**DESCRIPTION OF THE TASK**
Please copy out only the lines starting at the one containing "Task: where can the snow slope" and ending at the one containing "x=148, y=58", both included, with "snow slope" swapped for "snowy slope" and everything else left unchanged.

**ENTRIES SUPPLIED**
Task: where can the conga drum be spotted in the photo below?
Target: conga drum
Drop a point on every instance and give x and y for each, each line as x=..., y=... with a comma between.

==

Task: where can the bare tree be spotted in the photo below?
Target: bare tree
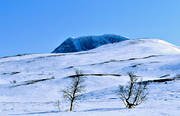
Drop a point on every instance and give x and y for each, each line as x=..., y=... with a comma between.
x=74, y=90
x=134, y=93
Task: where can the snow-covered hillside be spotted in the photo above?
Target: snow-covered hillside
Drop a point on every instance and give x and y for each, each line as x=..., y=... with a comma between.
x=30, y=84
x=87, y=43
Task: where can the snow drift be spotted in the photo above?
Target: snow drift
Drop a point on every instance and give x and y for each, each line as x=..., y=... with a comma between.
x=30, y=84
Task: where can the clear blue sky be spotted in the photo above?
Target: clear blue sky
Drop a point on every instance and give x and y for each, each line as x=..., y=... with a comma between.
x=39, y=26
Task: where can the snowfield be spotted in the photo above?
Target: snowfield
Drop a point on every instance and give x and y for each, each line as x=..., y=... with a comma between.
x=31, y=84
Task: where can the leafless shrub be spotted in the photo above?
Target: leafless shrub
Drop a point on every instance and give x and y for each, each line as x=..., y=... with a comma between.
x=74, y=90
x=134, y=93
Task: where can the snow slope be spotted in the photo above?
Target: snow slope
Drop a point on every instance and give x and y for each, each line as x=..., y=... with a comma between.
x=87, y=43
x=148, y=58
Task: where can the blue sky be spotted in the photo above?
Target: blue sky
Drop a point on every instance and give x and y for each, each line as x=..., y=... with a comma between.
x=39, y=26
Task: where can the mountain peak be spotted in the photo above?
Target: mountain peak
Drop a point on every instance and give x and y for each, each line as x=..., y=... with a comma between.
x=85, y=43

**FINISHED EXERCISE**
Task: where can the snowy slope be spotted in the photo above?
Target: snowy slope
Drop a point on every instance and give x and y for each, each line as x=..., y=... with a comma between.
x=87, y=43
x=148, y=58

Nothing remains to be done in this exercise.